## WHAT YOU SHOULD DO
The expected output is a verbatim reprint of the lines from the beginning of the data that follows through the line that contains "Target: plant branch".

Natural-language object grounding data
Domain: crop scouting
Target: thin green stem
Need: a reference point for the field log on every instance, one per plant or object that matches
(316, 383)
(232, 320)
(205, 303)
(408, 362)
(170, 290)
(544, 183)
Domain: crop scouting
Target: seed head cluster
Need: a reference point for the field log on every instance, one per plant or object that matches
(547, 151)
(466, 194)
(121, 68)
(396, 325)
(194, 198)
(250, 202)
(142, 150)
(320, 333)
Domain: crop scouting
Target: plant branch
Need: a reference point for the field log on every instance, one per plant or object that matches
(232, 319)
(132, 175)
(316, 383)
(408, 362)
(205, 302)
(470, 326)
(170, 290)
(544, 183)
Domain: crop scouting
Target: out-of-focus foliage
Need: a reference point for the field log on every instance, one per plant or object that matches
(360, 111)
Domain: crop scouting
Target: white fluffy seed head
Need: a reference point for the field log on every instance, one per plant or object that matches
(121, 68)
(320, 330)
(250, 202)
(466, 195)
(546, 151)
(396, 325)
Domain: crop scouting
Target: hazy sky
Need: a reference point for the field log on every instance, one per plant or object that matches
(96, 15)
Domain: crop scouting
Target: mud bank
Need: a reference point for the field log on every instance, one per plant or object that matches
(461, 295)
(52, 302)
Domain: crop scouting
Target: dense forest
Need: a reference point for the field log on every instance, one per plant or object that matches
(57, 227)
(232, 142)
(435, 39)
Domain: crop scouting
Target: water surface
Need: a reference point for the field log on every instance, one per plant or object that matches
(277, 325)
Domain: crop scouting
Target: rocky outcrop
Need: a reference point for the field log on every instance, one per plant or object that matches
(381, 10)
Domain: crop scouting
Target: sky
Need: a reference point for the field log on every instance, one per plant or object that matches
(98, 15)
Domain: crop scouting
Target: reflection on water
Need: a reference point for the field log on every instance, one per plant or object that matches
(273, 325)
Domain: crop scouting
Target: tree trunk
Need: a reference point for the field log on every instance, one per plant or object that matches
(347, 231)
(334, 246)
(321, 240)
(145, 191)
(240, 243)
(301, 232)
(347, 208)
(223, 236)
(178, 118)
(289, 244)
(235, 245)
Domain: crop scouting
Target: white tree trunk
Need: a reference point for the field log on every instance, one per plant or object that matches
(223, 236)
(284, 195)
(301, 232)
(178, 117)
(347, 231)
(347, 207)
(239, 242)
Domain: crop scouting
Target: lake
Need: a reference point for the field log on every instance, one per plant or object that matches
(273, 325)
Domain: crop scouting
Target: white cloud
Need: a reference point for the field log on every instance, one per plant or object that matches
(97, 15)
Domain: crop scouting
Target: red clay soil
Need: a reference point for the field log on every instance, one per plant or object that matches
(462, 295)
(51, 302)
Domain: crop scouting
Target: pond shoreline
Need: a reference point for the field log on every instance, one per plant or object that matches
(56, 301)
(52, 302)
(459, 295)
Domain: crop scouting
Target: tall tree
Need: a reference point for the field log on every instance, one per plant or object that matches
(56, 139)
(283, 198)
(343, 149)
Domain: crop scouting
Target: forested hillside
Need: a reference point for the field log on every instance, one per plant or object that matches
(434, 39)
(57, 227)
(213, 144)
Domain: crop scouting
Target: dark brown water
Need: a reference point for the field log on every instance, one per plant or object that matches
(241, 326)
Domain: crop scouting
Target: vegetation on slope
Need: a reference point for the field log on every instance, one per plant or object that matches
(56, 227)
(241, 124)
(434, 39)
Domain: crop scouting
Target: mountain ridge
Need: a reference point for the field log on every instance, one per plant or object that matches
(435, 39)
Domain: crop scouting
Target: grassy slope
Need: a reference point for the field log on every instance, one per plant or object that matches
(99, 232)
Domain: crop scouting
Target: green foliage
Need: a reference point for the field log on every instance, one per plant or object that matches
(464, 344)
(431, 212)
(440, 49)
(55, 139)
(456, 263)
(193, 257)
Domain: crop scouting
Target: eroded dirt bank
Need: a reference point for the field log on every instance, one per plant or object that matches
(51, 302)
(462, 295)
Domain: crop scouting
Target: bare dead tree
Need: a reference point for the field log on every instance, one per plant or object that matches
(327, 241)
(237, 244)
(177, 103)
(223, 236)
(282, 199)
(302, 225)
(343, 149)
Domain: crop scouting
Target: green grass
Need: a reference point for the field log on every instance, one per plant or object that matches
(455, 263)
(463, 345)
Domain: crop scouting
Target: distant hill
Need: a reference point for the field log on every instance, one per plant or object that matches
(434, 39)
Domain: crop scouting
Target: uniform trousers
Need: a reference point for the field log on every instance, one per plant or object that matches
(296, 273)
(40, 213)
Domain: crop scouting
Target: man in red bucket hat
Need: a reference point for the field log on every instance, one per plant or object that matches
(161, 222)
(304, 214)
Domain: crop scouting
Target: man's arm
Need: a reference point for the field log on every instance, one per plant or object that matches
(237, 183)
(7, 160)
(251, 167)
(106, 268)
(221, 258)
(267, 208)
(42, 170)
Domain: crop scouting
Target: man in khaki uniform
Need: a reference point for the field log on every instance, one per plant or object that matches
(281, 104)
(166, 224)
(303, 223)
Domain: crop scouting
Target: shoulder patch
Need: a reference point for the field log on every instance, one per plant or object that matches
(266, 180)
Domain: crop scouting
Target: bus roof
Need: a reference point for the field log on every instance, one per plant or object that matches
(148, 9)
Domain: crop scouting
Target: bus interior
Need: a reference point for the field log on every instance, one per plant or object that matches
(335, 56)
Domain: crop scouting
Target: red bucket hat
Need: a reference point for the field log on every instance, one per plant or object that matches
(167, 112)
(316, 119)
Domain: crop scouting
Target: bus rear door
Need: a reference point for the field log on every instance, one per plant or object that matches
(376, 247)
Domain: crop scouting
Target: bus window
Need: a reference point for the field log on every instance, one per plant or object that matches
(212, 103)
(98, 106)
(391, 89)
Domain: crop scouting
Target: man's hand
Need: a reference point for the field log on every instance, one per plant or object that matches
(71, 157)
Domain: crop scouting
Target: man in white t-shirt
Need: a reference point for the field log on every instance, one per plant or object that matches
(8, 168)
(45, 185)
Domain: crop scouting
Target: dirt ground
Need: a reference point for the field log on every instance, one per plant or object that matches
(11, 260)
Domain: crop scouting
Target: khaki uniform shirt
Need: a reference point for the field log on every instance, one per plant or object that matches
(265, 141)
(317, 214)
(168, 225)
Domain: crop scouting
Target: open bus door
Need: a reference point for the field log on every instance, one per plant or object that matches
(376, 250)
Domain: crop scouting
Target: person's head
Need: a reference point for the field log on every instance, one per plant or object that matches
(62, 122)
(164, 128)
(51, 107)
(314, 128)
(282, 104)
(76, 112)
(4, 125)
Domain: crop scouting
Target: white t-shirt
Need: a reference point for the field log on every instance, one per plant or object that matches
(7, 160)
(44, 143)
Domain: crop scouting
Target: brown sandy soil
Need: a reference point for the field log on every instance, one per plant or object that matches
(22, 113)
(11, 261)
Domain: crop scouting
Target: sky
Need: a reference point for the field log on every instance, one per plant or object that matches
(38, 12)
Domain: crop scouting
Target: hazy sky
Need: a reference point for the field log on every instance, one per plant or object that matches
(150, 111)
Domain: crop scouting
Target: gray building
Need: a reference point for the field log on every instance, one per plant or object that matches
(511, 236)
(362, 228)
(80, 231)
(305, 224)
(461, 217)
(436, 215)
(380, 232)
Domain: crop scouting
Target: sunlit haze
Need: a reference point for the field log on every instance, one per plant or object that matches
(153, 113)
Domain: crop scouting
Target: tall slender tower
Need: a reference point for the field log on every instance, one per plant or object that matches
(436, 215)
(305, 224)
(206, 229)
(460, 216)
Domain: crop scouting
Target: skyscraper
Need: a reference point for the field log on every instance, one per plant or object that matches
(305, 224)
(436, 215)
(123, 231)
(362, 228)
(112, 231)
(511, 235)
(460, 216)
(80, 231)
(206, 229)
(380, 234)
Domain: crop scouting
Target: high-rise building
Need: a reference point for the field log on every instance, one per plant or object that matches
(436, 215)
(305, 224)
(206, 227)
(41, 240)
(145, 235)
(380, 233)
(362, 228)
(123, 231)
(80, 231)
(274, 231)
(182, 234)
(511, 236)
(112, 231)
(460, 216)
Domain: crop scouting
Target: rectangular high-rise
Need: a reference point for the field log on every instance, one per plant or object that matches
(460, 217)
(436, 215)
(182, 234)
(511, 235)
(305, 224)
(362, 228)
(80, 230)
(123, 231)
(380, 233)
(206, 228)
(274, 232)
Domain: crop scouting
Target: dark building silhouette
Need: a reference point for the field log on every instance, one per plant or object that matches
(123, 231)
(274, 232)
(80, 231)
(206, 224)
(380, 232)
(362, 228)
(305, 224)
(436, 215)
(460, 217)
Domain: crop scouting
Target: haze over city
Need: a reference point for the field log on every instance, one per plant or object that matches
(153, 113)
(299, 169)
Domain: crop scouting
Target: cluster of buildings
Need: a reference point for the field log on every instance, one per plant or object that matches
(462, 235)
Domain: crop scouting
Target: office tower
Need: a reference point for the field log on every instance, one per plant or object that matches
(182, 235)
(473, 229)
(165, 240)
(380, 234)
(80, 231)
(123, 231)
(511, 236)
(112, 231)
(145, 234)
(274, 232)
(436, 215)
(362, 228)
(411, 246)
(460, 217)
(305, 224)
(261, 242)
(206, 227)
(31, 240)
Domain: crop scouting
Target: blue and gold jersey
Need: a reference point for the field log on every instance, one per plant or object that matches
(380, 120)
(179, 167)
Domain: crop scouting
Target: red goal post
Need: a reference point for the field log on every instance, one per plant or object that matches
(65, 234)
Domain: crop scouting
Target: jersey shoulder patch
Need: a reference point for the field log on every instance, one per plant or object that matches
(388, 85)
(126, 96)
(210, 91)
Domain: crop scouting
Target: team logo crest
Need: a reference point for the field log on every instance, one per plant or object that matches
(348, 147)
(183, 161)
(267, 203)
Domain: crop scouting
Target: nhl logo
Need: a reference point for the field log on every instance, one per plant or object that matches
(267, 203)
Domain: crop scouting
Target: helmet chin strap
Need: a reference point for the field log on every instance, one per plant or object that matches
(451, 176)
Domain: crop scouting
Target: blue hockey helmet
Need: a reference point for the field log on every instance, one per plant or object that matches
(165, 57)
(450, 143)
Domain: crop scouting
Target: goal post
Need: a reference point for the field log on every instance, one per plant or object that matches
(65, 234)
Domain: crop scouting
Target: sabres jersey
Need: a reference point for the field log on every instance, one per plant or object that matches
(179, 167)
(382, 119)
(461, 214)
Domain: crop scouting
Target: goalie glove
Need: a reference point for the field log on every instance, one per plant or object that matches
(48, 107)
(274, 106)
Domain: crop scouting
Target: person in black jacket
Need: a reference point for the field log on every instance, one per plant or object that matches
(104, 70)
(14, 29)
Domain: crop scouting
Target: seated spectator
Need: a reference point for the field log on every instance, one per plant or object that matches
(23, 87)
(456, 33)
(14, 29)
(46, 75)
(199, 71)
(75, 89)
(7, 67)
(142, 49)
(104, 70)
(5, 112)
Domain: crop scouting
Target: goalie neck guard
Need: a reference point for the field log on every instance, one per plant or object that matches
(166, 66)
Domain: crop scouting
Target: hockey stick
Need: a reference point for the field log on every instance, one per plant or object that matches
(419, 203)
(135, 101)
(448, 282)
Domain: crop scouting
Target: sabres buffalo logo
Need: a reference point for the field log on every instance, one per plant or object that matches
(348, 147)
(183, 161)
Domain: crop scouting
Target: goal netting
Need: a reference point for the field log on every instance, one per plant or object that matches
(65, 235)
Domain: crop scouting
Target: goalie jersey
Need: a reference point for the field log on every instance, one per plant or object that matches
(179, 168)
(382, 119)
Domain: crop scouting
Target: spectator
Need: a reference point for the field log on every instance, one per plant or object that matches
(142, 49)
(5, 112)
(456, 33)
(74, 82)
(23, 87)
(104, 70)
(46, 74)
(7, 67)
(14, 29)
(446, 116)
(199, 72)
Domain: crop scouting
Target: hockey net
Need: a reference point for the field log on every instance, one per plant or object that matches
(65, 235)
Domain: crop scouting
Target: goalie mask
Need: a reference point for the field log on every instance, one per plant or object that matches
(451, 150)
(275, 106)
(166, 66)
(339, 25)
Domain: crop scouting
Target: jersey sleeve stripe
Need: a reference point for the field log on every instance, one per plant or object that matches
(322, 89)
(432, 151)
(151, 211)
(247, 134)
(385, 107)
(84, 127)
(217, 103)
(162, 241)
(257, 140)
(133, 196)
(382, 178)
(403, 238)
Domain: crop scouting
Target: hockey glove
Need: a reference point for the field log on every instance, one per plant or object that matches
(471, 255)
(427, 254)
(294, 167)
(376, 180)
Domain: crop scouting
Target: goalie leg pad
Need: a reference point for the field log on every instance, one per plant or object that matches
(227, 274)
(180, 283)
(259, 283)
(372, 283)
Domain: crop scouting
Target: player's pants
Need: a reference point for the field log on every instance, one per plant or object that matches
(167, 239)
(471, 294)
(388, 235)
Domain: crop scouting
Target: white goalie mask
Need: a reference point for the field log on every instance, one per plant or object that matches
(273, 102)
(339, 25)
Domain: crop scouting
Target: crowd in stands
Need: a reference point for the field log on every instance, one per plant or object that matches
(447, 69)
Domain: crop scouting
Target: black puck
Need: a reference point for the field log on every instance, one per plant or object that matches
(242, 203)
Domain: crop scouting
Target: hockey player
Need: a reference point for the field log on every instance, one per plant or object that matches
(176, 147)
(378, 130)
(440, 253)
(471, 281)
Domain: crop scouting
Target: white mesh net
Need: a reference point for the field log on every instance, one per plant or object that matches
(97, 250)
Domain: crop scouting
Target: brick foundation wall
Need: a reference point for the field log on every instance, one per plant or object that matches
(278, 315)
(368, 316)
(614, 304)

## THE ANSWER
Domain: crop scouting
Target: thin green stem
Need: a reference point for the field log on every instance, one per plant or object that matches
(316, 383)
(232, 320)
(205, 303)
(408, 362)
(170, 290)
(544, 183)
Domain: crop scouting
Target: seed head cluster
Need: a reference point for the field log on every instance, one per plant or object that matches
(547, 151)
(466, 194)
(121, 68)
(396, 325)
(194, 198)
(250, 202)
(142, 150)
(320, 333)
Domain: crop scouting
Target: plant branch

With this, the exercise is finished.